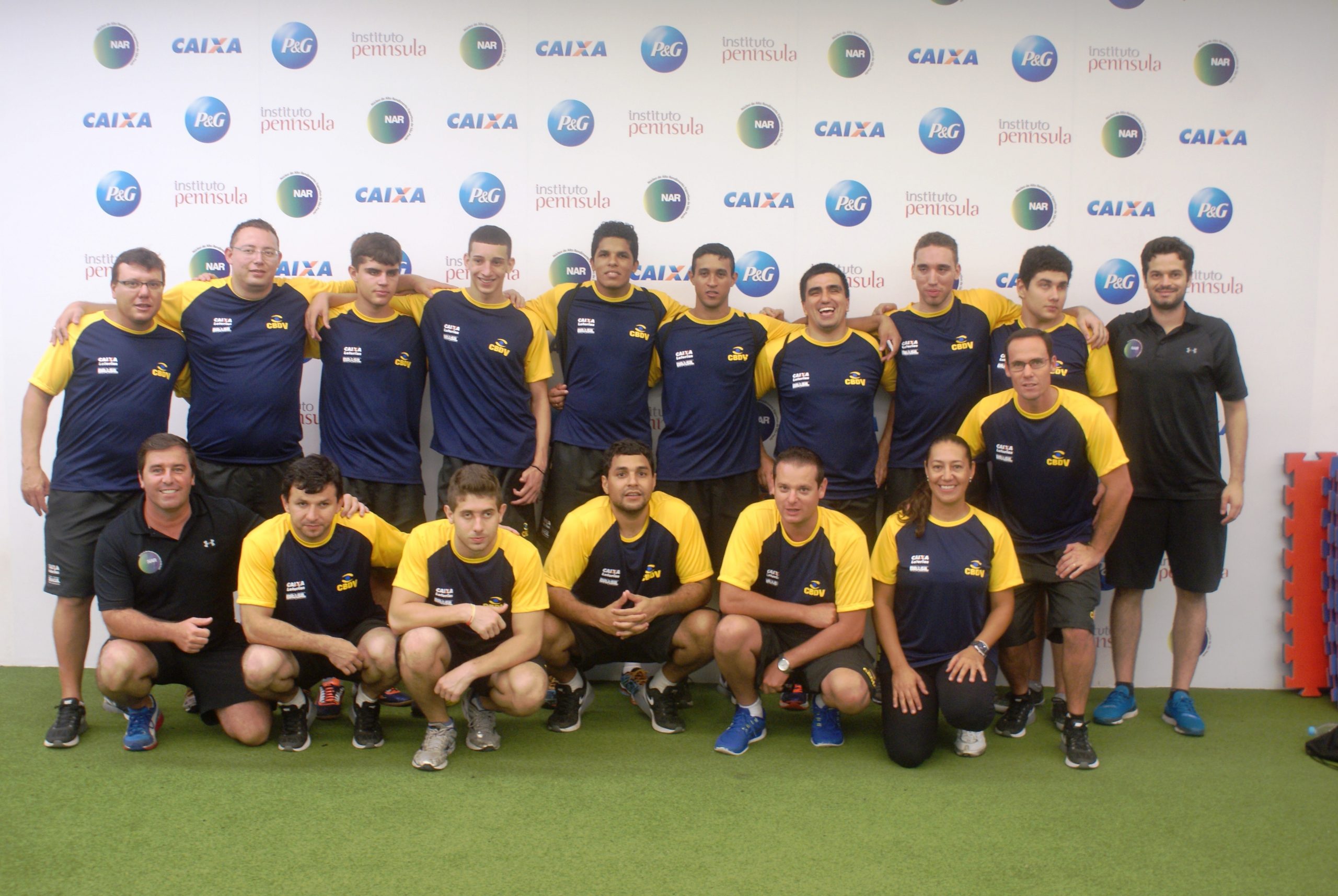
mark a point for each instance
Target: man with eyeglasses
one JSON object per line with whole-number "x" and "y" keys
{"x": 118, "y": 370}
{"x": 1051, "y": 449}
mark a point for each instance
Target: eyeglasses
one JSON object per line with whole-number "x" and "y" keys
{"x": 249, "y": 252}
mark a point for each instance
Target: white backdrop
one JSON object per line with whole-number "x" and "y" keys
{"x": 217, "y": 131}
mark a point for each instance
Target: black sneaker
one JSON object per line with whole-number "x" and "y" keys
{"x": 1059, "y": 712}
{"x": 71, "y": 721}
{"x": 1078, "y": 748}
{"x": 367, "y": 724}
{"x": 1020, "y": 713}
{"x": 659, "y": 705}
{"x": 295, "y": 725}
{"x": 572, "y": 707}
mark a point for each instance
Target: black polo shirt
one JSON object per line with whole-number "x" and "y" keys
{"x": 1169, "y": 411}
{"x": 137, "y": 567}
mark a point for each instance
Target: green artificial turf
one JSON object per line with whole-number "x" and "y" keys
{"x": 616, "y": 808}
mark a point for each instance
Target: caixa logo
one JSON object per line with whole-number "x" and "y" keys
{"x": 942, "y": 130}
{"x": 570, "y": 122}
{"x": 758, "y": 273}
{"x": 1035, "y": 58}
{"x": 849, "y": 204}
{"x": 482, "y": 194}
{"x": 118, "y": 193}
{"x": 1210, "y": 210}
{"x": 293, "y": 46}
{"x": 1116, "y": 281}
{"x": 664, "y": 49}
{"x": 114, "y": 46}
{"x": 208, "y": 119}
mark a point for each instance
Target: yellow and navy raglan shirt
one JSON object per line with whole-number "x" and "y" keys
{"x": 593, "y": 561}
{"x": 118, "y": 387}
{"x": 247, "y": 365}
{"x": 374, "y": 371}
{"x": 605, "y": 347}
{"x": 326, "y": 588}
{"x": 827, "y": 396}
{"x": 944, "y": 581}
{"x": 710, "y": 394}
{"x": 482, "y": 360}
{"x": 510, "y": 574}
{"x": 830, "y": 566}
{"x": 942, "y": 370}
{"x": 1044, "y": 466}
{"x": 1079, "y": 365}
☆ ☆ ☆ ☆ ☆
§ Aim of the task:
Each line from the one containing "Target: caixa logo" through the end of the material must be returned exactly; no other line should appear.

§ Written solution:
Target: caixa logo
one JSON object per line with whole-number "x" and "y" keys
{"x": 942, "y": 130}
{"x": 570, "y": 122}
{"x": 758, "y": 273}
{"x": 1035, "y": 58}
{"x": 849, "y": 204}
{"x": 482, "y": 194}
{"x": 118, "y": 193}
{"x": 1210, "y": 210}
{"x": 293, "y": 46}
{"x": 1116, "y": 281}
{"x": 664, "y": 49}
{"x": 114, "y": 46}
{"x": 208, "y": 119}
mark a point for each instance
Target: yellow and navy raglan shirt
one JSON object per line with whole-number "x" and "y" keys
{"x": 593, "y": 561}
{"x": 118, "y": 387}
{"x": 247, "y": 365}
{"x": 374, "y": 371}
{"x": 605, "y": 347}
{"x": 326, "y": 588}
{"x": 827, "y": 396}
{"x": 944, "y": 581}
{"x": 710, "y": 394}
{"x": 482, "y": 360}
{"x": 510, "y": 574}
{"x": 830, "y": 566}
{"x": 942, "y": 370}
{"x": 1044, "y": 466}
{"x": 1079, "y": 365}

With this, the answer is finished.